• Requirements:
Copy out every record below exactly as written, but leave out any pictures.

[Collected data entries]
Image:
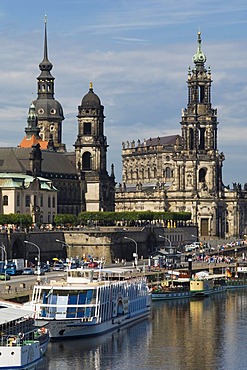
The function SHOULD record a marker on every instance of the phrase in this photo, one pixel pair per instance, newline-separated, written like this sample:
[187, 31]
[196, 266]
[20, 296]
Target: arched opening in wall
[202, 138]
[202, 175]
[201, 93]
[191, 138]
[87, 128]
[167, 173]
[18, 250]
[204, 226]
[86, 161]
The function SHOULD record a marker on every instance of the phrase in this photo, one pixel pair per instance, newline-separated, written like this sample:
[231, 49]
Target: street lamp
[136, 253]
[170, 247]
[170, 243]
[6, 260]
[38, 267]
[66, 244]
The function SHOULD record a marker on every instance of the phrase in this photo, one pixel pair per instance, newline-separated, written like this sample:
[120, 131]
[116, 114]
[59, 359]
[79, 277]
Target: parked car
[2, 276]
[28, 271]
[58, 266]
[41, 272]
[45, 267]
[93, 264]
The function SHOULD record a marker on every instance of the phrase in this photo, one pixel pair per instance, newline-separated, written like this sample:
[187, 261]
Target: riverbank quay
[21, 291]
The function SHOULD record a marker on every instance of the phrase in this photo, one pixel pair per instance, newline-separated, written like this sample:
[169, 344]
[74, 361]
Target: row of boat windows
[67, 312]
[89, 296]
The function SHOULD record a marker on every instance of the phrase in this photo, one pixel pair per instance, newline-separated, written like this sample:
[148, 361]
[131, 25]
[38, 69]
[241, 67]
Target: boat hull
[26, 356]
[161, 296]
[65, 329]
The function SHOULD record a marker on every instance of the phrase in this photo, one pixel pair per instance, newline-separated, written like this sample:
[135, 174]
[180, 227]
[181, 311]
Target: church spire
[199, 57]
[45, 79]
[49, 111]
[45, 65]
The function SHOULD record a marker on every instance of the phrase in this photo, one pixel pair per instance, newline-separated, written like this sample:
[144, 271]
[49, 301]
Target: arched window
[5, 200]
[86, 161]
[202, 175]
[202, 138]
[87, 128]
[27, 201]
[167, 172]
[18, 200]
[191, 139]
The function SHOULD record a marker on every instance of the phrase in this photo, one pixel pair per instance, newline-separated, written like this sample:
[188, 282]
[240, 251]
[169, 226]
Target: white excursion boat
[91, 302]
[21, 344]
[204, 286]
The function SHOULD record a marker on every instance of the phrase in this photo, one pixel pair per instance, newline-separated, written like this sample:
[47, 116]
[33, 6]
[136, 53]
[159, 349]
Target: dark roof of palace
[164, 140]
[17, 160]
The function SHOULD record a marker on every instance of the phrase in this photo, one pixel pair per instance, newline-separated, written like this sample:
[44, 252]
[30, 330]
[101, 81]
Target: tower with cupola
[48, 110]
[91, 149]
[198, 185]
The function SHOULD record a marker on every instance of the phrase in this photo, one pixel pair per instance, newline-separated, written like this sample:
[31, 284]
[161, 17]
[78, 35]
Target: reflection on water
[188, 334]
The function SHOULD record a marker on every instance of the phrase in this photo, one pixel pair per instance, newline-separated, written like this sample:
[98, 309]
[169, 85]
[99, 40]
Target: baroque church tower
[91, 149]
[199, 164]
[48, 110]
[187, 168]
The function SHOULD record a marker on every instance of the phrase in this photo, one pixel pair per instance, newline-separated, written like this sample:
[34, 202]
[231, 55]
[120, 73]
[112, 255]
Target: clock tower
[91, 148]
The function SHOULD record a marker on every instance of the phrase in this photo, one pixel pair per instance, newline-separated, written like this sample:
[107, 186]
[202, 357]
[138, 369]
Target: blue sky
[137, 54]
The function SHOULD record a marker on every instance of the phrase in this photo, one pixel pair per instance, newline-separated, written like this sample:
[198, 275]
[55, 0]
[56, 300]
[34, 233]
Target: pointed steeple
[45, 79]
[49, 111]
[32, 121]
[199, 57]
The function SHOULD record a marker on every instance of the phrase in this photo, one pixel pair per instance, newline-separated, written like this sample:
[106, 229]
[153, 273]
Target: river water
[205, 334]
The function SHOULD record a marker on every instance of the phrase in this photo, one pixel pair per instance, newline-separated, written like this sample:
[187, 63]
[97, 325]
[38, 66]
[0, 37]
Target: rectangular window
[87, 128]
[18, 200]
[5, 200]
[27, 201]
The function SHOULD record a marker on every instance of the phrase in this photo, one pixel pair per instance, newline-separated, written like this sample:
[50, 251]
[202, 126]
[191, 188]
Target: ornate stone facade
[184, 172]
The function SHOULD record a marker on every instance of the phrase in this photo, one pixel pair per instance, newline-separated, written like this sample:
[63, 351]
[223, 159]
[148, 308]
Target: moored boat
[207, 285]
[172, 289]
[91, 302]
[21, 344]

• Result of the exercise:
Image:
The function SHOULD record a marker on every instance of the phrase in this photo, one pixel pair per instance, newline-separated, written like this sample:
[187, 31]
[196, 266]
[20, 296]
Target: arched opening in wall
[202, 138]
[202, 175]
[201, 93]
[191, 138]
[87, 128]
[167, 173]
[18, 250]
[204, 226]
[86, 161]
The function SHOULD record a marker on every instance of the phrase in this photo, one pixel pair per instance, newline-separated, written like this sample:
[231, 49]
Target: street lamp
[136, 253]
[170, 247]
[170, 243]
[6, 260]
[38, 267]
[66, 244]
The function SHOULD record a marker on every instance of the phrase in this photo, one pixel pair per instance, newline-separated, written like this sample:
[120, 131]
[116, 114]
[59, 359]
[79, 277]
Target: parked car
[2, 276]
[28, 271]
[58, 266]
[41, 272]
[45, 267]
[93, 264]
The function SHOULD record a marker on every instance of the phrase in this photo, one pixel pair per instance, newline-separated, written like this sample:
[187, 261]
Target: riverbank quay
[21, 291]
The function SHOULD record a marker on every instance of the phrase in this photo, one pixel pair per instance, newline-separated, written like this sample:
[169, 344]
[74, 361]
Target: row of boat windows
[67, 312]
[89, 296]
The function SHOULD record a marker on every instance of the phrase in this photo, one pixel pair per instance, newline-separated, written like this sample:
[148, 361]
[131, 25]
[38, 69]
[241, 67]
Target: boat hull
[26, 356]
[161, 296]
[65, 329]
The function SHOULD record a marker on every instance of the phrase in this photo, one pixel pair per instance, newline-separated, written like this sample:
[135, 174]
[180, 227]
[181, 311]
Target: church spire
[199, 57]
[45, 79]
[49, 111]
[45, 65]
The function SHOULD record a marker on every instance of the phrase in this photo, one pixel pair per instance, newline-separated, written like this sample:
[144, 271]
[49, 301]
Target: arched window
[5, 200]
[86, 161]
[202, 175]
[202, 138]
[87, 128]
[27, 201]
[167, 172]
[18, 200]
[191, 139]
The function SHOULD record a marker on every instance of the phrase in this photo, one pixel pair per instance, newline-separated, written like this sample:
[188, 282]
[240, 251]
[169, 226]
Target: white excursion boat
[91, 302]
[21, 344]
[204, 286]
The function SHOULD record a marker on every instance of the phrase in this photo, one pixel pair per instance, newline-separated, written like this sample:
[47, 116]
[33, 6]
[136, 53]
[159, 349]
Target: dark roof of palace
[164, 140]
[17, 160]
The function SHOULD record a marker on every instance of the phrase in this photo, one pixel pair per instance, newline-separated, written like this sample:
[44, 252]
[30, 330]
[101, 81]
Target: tower with cupola
[48, 110]
[91, 149]
[198, 185]
The function SHOULD record a marker on every instance of the phrase in this photo, one pixel pair per instance, newline-separated, written like this sample:
[31, 284]
[161, 17]
[78, 35]
Target: reflection on water
[188, 334]
The function SHOULD record a marker on every instance of the phrase in this photo, one pixel pair per instance, newline-separated, written like this sample:
[98, 309]
[169, 85]
[99, 40]
Target: baroque church tower
[91, 149]
[199, 164]
[48, 110]
[187, 168]
The function SHOULD record a marker on every instance of the phrase in this photo, one pixel pair per instance, newline-separated, written like this sample:
[34, 202]
[231, 55]
[120, 73]
[112, 255]
Target: clock tower
[91, 148]
The function SHOULD record a marker on every instance of the phrase in this photo, one pixel pair per instance, newline-separated, written like this sample:
[107, 186]
[202, 357]
[138, 369]
Target: blue sky
[137, 54]
The function SHOULD record a marker on every instance of the phrase in this photo, one pixel pair per instance, newline-separated, written like this sample:
[198, 275]
[55, 0]
[56, 300]
[34, 233]
Target: pointed steeple
[45, 79]
[49, 111]
[32, 121]
[199, 57]
The function SHOULD record a marker on every instance of the phrase in this photo, one pixel pair per instance, newline-separated, written like this sample:
[106, 229]
[153, 273]
Target: river water
[205, 334]
The function SHOULD record a marker on every instance of the phrase in this photo, one pixel pair per instance, newline-separated, written like this sample:
[187, 63]
[97, 325]
[38, 66]
[0, 37]
Target: rectangular window
[87, 128]
[18, 200]
[5, 200]
[27, 201]
The function SHOULD record a marker on every instance of the phrase in this photo, one pixel pair per instance, newline-separated, written like this sample:
[50, 251]
[202, 126]
[191, 188]
Target: ornate stone facade
[184, 172]
The function SHOULD record a marker on every instance of the phrase in this photo, one pixel pair per instance, newline-separated, written like this sample:
[63, 351]
[223, 159]
[148, 308]
Target: moored boat
[207, 285]
[172, 289]
[91, 302]
[21, 344]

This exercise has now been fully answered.